PERMINTAAN TERTULIS A
Ambil bagian dari teks tentang program pembangkit listrik batubara di bawah, mulai dari "CONTOH KASUS-ILMU TEKNOLOGI" dan berakhir pada "pembangkitan energi listrik.", tanpa mengubah satu kata pun.

Minggu, 28 Juni 2015

CONTOH KASUS-ILMU TEKNOLOGI DAN LINGKUNGAN



CONTOH KASUS – ILMU TEKNOLOGI DAN LINGKUNGAN
Nerissa Arviana/ 3ID04/ 35412288

A.        CONTOH KASUS
Untuk memenuhi kebutuhan kapasitas daya listrik nasional, pemerintah melakukan berbagai upaya. Salah satu program yang sedang dilakukan pemerintah dalam upaya meningkatkan kapasitas sistem ketenagalistrikan nasional adalah dengan membangun 10.000 MW pembangkit listrik berbahan batubara. Program pembangungan 10.000 MW pembangkit listrik tenaga uap ini didasarkan atas Peraturan Presiden RI No. 71 tahun 2006. Program ini memiliki tujuan untuk memenuhi defisit pasokan energi pada saat sekarang ini dan mengantisipasi pertumbuhan permintaan energi dalam beberapa tahun kedepan.  Program ini juga untuk menunjang peningkatan diversifikasi  energi  dalam pembangkitan energi listrik.
Pembangkit Listrik Tenaga Uap (PLTU) yang menggunakan bahan bakar batubara dijadikan pilihan dibandingkan pembangkit listrik tenaga lain, karena faktor sumber daya alam berupa batubara tersedia cukup besar di Indonesia sehingga masih mencukupi kebutuhan nasional hingga 60 sampai 70 tahun kedepan. PLTU juga merupakan sistem pembangkit listrik yang paling efisien dan murah dibandingkan PLTN atau PLTD.

PERMINTAAN TERTULIS B
Kumpulkan semua baris catatan di bawah yang memuat kata "below".

CATATAN UNTUK DIOLAH
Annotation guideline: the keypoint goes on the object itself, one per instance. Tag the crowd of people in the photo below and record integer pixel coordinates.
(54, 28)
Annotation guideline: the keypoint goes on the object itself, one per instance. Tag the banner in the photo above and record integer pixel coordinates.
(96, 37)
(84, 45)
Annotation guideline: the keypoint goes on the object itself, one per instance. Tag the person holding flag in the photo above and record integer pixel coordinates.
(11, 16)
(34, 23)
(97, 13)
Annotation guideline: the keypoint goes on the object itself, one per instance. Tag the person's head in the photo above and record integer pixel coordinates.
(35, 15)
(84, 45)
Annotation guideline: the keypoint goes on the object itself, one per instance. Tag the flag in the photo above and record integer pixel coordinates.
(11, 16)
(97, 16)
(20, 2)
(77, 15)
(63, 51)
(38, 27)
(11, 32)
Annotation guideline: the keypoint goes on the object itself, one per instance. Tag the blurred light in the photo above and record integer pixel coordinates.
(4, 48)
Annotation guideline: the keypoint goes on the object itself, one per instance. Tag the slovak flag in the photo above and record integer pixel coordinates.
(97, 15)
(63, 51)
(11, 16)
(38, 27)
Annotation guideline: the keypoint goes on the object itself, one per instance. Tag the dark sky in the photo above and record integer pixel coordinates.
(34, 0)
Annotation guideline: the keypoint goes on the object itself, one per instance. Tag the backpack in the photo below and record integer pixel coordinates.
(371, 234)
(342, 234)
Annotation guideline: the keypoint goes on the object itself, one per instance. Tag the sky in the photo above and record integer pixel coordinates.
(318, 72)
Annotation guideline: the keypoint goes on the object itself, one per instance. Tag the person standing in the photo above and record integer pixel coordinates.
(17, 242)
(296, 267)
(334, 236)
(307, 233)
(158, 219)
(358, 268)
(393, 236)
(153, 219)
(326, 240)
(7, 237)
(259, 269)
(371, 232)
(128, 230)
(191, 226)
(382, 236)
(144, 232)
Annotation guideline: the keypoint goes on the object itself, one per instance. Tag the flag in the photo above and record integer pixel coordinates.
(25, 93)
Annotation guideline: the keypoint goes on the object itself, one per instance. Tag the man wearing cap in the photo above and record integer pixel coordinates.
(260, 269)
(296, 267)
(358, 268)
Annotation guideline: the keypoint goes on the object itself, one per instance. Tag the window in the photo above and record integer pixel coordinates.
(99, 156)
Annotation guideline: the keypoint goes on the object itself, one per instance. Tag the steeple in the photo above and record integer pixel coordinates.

JAWABAN TERTULIS A
CONTOH KASUS-ILMU TEKNOLOGI DAN LINGKUNGAN



CONTOH KASUS – ILMU TEKNOLOGI DAN LINGKUNGAN
Nerissa Arviana/ 3ID04/ 35412288

A.        CONTOH KASUS
Untuk memenuhi kebutuhan kapasitas daya listrik nasional, pemerintah melakukan berbagai upaya. Salah satu program yang sedang dilakukan pemerintah dalam upaya meningkatkan kapasitas sistem ketenagalistrikan nasional adalah dengan membangun 10.000 MW pembangkit listrik berbahan batubara. Program pembangungan 10.000 MW pembangkit listrik tenaga uap ini didasarkan atas Peraturan Presiden RI No. 71 tahun 2006. Program ini memiliki tujuan untuk memenuhi defisit pasokan energi pada saat sekarang ini dan mengantisipasi pertumbuhan permintaan energi dalam beberapa tahun kedepan.  Program ini juga untuk menunjang peningkatan diversifikasi  energi  dalam pembangkitan energi listrik.

JAWABAN TERTULIS B
Annotation guideline: the keypoint goes on the object itself, one per instance. Tag the crowd of people in the photo below and record integer pixel coordinates.
Annotation guideline: the keypoint goes on the object itself, one per instance. Tag the backpack in the photo below and record integer pixel coordinates.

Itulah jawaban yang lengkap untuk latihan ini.